--- WRITTEN TASK ---
Revise the records below by changing every "white background" to "light backdrop" and leaving all else as it is. Omit the pictures from your answer.
** start of EXCERPTED RECORDS **
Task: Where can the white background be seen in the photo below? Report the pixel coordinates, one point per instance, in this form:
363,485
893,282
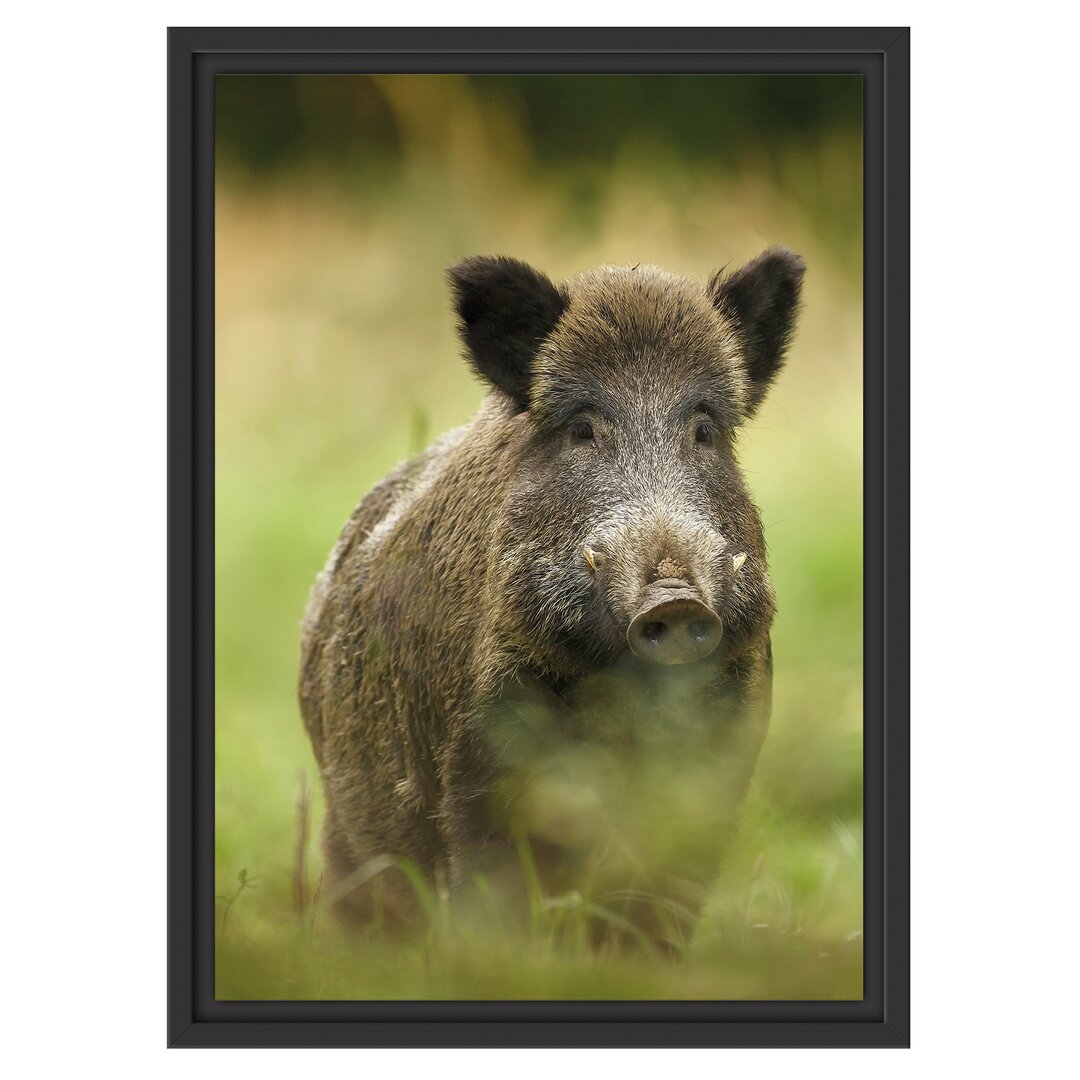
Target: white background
994,572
** end of EXCERPTED RECORDS **
--- FULL ANSWER ---
Task: Where can the light backdrop be seen in the photo below? Report the pixel coordinates, one point per instance, in this form:
363,485
893,282
Target: light backdrop
994,572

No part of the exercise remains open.